*What to produce*: Copy the data from its first line through the line containing "235L532 217L487 211L430", changing "rough mask" to "coarse mask" and keeping everything else the same.
*** Extracted information ***
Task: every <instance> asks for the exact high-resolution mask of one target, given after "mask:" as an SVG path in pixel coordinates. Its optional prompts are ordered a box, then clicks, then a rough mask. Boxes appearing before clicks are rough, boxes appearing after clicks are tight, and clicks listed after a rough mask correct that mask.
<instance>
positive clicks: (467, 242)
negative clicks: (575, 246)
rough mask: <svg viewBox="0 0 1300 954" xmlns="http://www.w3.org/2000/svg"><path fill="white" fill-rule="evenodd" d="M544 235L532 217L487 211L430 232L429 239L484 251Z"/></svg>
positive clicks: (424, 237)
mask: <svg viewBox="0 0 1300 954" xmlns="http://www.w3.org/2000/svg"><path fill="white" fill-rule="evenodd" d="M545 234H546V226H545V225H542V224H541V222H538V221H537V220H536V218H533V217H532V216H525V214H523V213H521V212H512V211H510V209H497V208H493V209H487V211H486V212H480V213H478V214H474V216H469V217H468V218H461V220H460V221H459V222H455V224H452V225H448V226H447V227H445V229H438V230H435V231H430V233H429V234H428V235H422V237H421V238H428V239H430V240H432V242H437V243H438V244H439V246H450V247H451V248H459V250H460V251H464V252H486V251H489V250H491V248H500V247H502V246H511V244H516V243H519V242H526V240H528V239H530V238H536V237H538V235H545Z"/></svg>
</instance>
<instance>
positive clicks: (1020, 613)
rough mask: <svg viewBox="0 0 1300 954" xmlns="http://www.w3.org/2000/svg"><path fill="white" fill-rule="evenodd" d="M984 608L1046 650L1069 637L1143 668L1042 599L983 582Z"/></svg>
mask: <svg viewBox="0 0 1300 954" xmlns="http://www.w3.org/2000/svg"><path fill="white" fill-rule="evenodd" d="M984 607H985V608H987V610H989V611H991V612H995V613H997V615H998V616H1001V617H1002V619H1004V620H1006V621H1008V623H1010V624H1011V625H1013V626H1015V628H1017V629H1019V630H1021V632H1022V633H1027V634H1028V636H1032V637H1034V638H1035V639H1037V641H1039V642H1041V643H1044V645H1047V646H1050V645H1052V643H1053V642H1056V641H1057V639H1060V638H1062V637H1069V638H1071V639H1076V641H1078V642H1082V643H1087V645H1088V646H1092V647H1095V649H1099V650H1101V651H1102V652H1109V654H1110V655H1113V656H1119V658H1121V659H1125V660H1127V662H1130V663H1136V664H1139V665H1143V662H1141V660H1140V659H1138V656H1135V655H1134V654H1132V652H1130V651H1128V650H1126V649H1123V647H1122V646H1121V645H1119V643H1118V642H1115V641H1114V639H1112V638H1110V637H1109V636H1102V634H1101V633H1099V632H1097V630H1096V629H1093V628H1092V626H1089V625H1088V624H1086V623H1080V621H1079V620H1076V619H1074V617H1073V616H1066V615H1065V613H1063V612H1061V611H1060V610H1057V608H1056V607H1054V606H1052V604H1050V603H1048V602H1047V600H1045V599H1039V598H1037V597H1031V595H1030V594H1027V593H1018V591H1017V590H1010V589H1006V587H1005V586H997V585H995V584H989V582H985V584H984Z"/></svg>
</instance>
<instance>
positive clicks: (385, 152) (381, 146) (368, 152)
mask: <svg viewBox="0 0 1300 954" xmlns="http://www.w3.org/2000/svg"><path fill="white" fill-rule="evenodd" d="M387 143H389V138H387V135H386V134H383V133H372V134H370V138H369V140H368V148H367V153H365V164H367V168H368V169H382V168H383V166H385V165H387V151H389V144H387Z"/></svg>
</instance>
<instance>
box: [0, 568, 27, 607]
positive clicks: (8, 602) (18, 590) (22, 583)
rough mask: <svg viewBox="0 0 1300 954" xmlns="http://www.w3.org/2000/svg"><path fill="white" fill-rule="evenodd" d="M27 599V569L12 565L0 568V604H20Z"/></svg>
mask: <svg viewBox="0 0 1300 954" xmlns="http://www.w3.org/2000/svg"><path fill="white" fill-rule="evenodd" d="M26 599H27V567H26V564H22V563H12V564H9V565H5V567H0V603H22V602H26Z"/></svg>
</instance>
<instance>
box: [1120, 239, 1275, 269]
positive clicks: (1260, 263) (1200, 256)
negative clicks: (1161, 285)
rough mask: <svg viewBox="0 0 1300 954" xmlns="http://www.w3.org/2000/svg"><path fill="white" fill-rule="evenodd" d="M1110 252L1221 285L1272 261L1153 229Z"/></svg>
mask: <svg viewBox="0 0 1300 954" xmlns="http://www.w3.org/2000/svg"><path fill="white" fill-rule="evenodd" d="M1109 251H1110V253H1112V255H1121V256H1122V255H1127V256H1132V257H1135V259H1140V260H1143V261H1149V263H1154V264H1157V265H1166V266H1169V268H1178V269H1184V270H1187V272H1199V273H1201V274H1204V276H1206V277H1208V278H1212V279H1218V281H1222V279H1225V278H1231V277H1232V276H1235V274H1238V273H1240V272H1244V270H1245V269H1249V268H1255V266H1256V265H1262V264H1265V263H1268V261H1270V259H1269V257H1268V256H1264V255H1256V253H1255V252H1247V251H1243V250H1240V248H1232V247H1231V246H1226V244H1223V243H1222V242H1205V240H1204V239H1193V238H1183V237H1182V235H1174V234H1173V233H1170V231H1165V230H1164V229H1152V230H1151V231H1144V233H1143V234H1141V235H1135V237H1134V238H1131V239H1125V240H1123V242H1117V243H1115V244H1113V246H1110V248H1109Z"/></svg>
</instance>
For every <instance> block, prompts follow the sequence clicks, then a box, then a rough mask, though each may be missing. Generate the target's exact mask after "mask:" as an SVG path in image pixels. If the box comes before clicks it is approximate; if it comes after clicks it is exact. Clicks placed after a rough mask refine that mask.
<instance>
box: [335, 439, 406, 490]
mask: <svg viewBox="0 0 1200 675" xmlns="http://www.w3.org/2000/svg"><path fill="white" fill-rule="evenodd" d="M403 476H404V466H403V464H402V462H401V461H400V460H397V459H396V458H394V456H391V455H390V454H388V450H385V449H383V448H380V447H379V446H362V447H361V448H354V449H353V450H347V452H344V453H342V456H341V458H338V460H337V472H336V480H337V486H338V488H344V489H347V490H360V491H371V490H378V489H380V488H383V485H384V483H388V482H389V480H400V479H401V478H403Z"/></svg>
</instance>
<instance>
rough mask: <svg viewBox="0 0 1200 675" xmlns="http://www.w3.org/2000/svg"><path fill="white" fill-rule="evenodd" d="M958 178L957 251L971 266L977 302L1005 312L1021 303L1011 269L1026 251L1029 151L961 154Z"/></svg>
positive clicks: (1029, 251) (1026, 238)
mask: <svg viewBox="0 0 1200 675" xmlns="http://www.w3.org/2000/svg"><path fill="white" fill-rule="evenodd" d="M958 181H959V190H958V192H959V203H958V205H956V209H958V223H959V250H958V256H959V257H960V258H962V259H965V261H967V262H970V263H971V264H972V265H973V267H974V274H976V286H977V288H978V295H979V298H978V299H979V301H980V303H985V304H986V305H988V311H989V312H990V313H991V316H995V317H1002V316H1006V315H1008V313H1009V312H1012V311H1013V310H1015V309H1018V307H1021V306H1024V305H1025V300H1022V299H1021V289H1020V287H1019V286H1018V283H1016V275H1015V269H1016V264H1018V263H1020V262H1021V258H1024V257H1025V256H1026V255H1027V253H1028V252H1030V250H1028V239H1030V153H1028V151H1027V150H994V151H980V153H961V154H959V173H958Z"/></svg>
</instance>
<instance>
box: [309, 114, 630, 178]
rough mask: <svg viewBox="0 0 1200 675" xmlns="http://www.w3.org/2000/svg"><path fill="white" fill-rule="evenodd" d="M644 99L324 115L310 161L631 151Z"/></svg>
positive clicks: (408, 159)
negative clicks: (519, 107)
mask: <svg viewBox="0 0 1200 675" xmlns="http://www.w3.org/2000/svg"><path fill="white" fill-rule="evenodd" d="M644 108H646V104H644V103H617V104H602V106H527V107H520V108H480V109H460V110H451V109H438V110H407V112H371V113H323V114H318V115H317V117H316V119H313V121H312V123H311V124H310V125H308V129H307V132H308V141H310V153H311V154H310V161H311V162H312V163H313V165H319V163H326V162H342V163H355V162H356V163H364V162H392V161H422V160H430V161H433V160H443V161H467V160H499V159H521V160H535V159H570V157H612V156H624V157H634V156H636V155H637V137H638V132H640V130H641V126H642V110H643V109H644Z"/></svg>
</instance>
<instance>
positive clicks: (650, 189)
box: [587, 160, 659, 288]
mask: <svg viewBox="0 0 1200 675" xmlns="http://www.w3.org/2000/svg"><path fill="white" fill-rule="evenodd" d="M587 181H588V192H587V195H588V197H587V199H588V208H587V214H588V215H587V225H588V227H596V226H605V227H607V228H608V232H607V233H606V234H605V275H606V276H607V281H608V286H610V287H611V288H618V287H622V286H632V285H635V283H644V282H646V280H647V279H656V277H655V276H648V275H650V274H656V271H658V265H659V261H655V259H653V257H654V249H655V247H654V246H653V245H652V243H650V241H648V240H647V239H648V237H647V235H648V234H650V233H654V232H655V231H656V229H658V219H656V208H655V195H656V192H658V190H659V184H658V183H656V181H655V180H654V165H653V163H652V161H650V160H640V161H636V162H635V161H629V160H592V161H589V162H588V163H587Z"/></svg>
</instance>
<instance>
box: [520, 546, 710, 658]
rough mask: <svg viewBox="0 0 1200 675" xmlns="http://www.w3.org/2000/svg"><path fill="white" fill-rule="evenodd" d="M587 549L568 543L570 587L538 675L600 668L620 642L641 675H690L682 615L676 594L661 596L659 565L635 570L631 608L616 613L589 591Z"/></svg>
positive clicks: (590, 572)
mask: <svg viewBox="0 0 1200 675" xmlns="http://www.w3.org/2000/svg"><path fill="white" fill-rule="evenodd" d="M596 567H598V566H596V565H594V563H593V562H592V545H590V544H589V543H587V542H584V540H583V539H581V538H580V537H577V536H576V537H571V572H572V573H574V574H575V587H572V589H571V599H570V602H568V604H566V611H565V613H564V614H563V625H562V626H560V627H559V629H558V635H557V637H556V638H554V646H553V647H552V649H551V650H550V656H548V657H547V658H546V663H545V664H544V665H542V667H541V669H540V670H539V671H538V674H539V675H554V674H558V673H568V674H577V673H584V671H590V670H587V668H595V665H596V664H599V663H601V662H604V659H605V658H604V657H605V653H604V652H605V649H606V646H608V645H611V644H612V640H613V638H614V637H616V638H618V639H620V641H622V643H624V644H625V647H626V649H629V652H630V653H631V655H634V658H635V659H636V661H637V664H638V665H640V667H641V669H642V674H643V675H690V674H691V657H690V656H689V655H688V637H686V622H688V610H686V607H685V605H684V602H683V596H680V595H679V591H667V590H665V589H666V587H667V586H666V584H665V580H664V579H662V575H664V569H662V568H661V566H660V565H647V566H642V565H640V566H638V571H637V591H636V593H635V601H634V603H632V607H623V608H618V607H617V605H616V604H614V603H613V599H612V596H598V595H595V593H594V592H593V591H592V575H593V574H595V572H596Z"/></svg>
*** End of Extracted information ***
*Answer to this problem*:
Task: every <instance> asks for the exact high-resolution mask of one target, given after "mask:" as an SVG path in pixel coordinates. Its optional prompts are ordered a box, then clicks, then a coarse mask. Boxes appearing before clicks are rough, boxes appearing after clicks are tight, and clicks listed after a coarse mask correct that mask.
<instance>
positive clicks: (467, 242)
negative clicks: (575, 246)
coarse mask: <svg viewBox="0 0 1300 954" xmlns="http://www.w3.org/2000/svg"><path fill="white" fill-rule="evenodd" d="M544 235L532 217L487 211L430 232L429 239L484 251Z"/></svg>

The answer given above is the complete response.